**Required action:**
From the first line of the records below, transcribe each line exactly up to and including the one with "of the basil"; pictures stay out.

**Source data:**
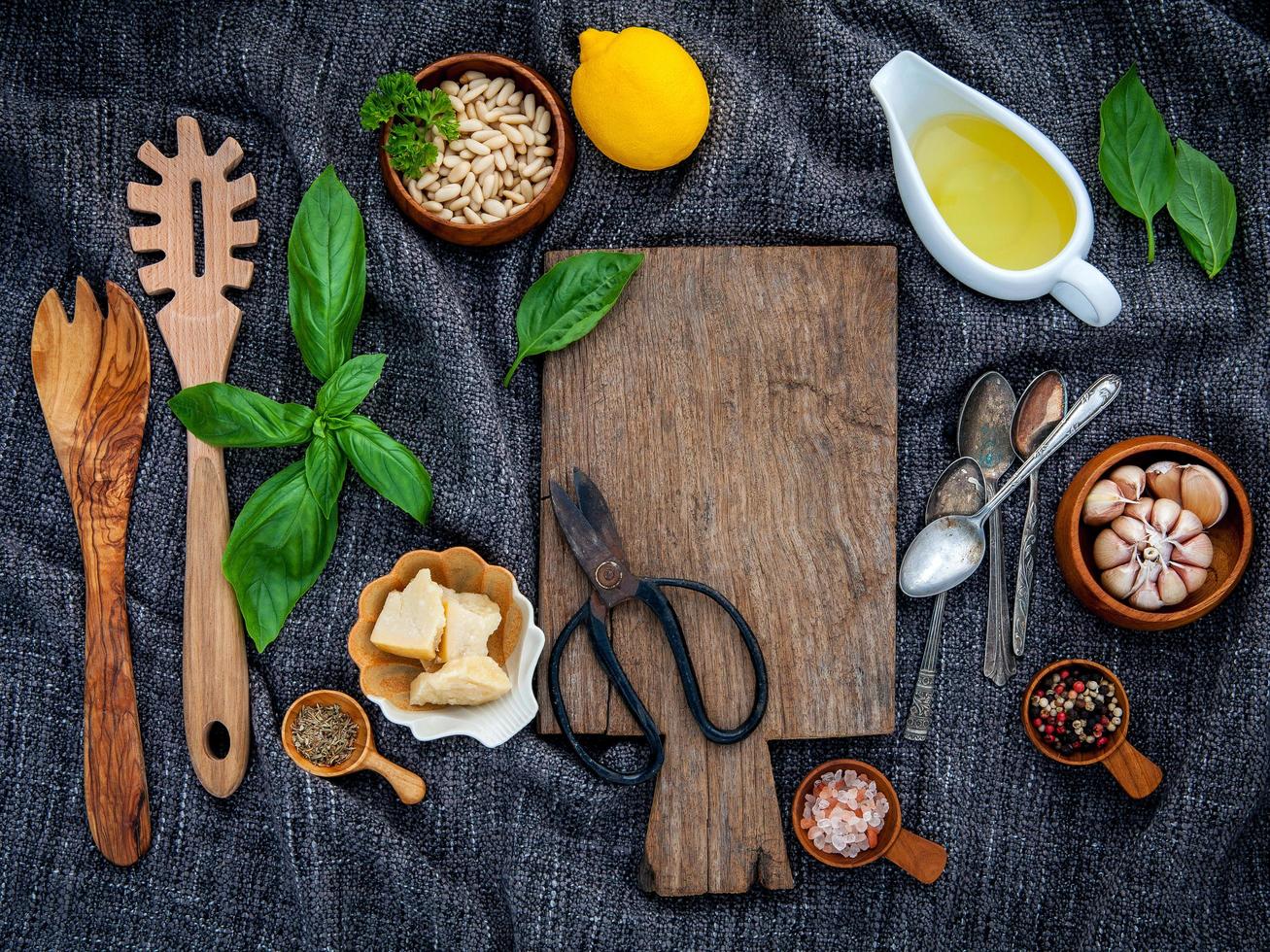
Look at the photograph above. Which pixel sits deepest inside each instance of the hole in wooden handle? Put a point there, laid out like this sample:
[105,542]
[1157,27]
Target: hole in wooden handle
[216,739]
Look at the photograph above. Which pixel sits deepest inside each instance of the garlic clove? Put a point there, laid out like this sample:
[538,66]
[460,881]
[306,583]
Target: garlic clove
[1186,527]
[1129,528]
[1171,587]
[1119,580]
[1130,480]
[1163,516]
[1196,551]
[1110,550]
[1147,598]
[1192,575]
[1204,493]
[1141,509]
[1165,480]
[1103,504]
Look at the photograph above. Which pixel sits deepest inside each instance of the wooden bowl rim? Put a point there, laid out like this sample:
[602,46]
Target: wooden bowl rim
[890,824]
[562,128]
[1120,735]
[1126,616]
[351,706]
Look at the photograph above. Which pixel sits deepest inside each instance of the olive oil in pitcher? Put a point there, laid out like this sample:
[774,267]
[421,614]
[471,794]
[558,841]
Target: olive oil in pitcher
[1005,203]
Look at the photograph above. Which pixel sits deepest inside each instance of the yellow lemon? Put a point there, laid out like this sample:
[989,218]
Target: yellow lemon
[640,96]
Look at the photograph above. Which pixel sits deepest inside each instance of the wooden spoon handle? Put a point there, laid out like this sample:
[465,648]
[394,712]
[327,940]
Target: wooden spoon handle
[408,785]
[218,730]
[917,856]
[115,770]
[1133,770]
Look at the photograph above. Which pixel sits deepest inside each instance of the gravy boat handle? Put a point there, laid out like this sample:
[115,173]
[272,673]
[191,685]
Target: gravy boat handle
[1086,292]
[1092,401]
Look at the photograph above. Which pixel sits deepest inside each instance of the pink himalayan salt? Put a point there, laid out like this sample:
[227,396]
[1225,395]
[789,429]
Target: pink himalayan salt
[843,814]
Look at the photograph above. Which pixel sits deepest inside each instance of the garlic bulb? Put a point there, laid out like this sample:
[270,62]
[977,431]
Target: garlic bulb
[1192,487]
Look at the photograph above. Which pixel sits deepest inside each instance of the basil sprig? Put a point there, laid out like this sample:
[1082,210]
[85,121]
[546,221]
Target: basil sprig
[1145,172]
[566,302]
[285,534]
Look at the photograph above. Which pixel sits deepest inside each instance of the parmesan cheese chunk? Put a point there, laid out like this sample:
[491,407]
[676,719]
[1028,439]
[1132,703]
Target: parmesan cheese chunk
[465,681]
[470,620]
[412,621]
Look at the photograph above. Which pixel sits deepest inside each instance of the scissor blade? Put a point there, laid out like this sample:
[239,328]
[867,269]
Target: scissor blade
[587,546]
[596,510]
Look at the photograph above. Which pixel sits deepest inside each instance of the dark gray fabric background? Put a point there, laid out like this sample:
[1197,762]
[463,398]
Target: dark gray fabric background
[518,845]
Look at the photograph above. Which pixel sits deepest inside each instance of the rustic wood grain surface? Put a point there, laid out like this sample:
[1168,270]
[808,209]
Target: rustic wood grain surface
[738,410]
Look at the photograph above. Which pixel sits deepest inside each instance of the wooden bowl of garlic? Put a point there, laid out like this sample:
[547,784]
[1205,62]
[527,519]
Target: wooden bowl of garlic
[532,178]
[1153,533]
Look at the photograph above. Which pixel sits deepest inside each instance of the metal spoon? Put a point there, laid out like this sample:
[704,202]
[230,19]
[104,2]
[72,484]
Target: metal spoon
[958,492]
[1041,408]
[948,550]
[983,433]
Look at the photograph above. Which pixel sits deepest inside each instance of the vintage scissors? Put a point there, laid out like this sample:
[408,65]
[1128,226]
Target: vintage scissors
[591,532]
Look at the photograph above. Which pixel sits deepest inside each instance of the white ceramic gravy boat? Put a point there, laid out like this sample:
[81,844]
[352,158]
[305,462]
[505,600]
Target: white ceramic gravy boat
[910,91]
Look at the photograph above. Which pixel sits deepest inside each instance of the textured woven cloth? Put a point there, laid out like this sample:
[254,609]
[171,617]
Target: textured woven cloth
[520,845]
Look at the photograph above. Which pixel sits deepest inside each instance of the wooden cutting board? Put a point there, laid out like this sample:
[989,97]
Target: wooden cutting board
[737,408]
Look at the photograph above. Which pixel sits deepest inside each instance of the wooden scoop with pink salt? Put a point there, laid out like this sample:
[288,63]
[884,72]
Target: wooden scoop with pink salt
[843,812]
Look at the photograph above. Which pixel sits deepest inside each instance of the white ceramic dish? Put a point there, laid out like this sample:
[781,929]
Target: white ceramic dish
[910,91]
[491,724]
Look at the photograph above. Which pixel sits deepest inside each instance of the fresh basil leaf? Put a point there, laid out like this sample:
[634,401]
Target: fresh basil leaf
[388,467]
[280,545]
[326,274]
[1136,157]
[348,386]
[224,415]
[1203,208]
[324,471]
[566,302]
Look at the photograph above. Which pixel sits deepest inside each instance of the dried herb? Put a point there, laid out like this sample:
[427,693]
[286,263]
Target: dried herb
[324,733]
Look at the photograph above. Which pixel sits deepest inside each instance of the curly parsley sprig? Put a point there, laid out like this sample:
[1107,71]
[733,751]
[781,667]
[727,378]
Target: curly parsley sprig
[412,113]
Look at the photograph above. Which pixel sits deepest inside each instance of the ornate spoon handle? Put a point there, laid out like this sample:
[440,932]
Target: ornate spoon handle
[1026,563]
[921,710]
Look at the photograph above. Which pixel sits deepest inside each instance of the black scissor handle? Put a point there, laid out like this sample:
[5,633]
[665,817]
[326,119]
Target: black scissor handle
[650,593]
[603,648]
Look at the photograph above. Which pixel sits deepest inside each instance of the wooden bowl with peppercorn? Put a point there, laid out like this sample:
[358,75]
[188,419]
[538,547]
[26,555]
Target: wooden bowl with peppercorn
[1075,539]
[518,216]
[1099,733]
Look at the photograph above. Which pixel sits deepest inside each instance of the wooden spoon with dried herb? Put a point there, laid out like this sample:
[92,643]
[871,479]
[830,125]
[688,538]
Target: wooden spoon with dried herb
[327,733]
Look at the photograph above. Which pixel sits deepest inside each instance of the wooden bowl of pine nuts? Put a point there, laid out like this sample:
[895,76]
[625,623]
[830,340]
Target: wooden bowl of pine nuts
[528,181]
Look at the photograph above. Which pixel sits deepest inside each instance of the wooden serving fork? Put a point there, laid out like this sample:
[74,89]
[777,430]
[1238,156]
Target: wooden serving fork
[93,379]
[199,326]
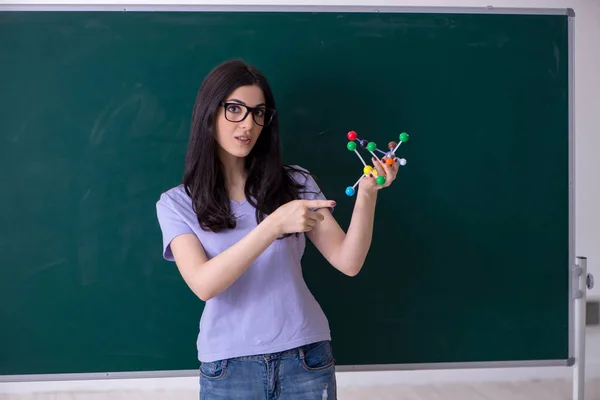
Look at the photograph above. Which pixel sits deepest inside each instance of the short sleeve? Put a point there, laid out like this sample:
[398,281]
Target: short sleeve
[171,224]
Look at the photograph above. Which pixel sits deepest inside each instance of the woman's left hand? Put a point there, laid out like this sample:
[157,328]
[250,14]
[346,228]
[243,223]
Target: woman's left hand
[389,172]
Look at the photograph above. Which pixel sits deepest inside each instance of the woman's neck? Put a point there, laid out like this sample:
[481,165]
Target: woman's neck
[234,170]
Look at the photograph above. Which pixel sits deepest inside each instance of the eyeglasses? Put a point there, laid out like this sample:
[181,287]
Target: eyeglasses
[236,112]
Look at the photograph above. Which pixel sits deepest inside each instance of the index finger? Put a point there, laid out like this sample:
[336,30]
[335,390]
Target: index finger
[316,204]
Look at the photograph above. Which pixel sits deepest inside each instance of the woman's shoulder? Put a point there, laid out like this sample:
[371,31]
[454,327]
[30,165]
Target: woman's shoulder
[175,198]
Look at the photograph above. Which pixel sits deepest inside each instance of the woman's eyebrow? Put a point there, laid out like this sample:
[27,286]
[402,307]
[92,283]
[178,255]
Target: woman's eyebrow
[241,102]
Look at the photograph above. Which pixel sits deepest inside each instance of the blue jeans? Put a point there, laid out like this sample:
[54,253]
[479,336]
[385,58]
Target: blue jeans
[303,373]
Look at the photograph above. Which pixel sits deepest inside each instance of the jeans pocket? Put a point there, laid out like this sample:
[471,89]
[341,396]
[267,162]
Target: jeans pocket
[317,356]
[213,370]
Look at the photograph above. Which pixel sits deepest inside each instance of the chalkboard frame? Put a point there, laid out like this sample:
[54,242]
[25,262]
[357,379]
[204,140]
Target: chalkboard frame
[572,330]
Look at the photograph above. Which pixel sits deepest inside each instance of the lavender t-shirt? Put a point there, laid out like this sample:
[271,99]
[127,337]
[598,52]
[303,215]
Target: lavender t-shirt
[266,310]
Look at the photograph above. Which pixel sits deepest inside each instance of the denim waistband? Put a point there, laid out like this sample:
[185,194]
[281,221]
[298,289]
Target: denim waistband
[295,352]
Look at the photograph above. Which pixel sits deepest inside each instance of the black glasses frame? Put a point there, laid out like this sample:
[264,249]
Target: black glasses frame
[249,110]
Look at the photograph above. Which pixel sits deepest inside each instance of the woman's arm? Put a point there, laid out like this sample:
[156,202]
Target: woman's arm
[347,251]
[208,278]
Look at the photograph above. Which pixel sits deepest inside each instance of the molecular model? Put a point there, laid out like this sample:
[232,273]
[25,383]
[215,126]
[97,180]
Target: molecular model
[388,157]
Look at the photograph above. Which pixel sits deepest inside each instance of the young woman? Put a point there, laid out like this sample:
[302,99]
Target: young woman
[236,230]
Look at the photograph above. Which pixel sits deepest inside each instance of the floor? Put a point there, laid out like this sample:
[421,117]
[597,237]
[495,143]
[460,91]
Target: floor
[533,390]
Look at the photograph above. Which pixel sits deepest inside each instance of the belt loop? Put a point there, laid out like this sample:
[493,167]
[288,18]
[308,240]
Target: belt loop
[301,352]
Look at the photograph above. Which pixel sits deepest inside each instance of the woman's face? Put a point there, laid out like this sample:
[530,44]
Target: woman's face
[237,129]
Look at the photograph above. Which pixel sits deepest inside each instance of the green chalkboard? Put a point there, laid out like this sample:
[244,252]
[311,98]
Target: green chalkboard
[470,257]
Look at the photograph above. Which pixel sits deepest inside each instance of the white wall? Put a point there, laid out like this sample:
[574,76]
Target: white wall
[587,161]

**Task output:**
Look at the photograph above. Which pixel sits deepest inside each instance of the hole in wooden handle? Put a point there, laid out like this sample:
[105,542]
[1157,27]
Target: hole in wooden handle
[216,739]
Look at the photograph above. Which pixel sits deepest inside each instance of the garlic clove? Put a point there, laid out like this sample:
[538,66]
[460,881]
[306,583]
Target: garlic clove
[1186,527]
[1129,528]
[1171,587]
[1119,580]
[1130,480]
[1163,516]
[1196,551]
[1110,550]
[1147,598]
[1192,575]
[1204,493]
[1141,509]
[1165,480]
[1103,504]
Look at the photograph above. Which pixel sits deepest inside each instance of the wooden bowl rim? Put a point there, laid out like this sample:
[602,46]
Target: wooden bowl rim
[890,824]
[562,128]
[1120,735]
[1126,616]
[351,706]
Look at the photograph above. Which pixel sits deepest inside each instance of the olive oil in pitcher? Put a point there, laid out like this sample:
[774,267]
[421,614]
[471,794]
[558,841]
Target: olive oil in pitcher
[1005,203]
Look at the photograph above. Which pixel sits deepest inside each instance of the yellow lemon? Put a point there, laid out like this sample:
[989,218]
Target: yellow lemon
[640,96]
Look at the photograph above. Which pixel sits deepest inside each instance of the wooden spoon handle? Put a point there, laid out like this sample:
[465,648]
[394,712]
[327,940]
Target: wooden spoon handle
[408,785]
[218,730]
[917,856]
[115,770]
[1133,770]
Look at the photograph above. Which pixel sits deepest inside each instance of the gravy boat handle? Put a point there, laid out like this sample:
[115,173]
[272,673]
[191,685]
Target: gravy boat handle
[1086,292]
[1092,401]
Look at the photograph above. Which pixel sits deepest inside each instance of the pink himalayan salt? Put a point there, laid out like this sample:
[227,396]
[1225,395]
[789,429]
Target: pink himalayan salt
[843,814]
Look at the photograph above. Which pixel sits deepest inside each instance of the garlic bulb? Put a point there, laid out like this sample:
[270,62]
[977,431]
Target: garlic bulb
[1192,487]
Look at the photograph above. Which pixel sits deepest inside each instance of the basil sprig? Put a point there, laid out like this sample:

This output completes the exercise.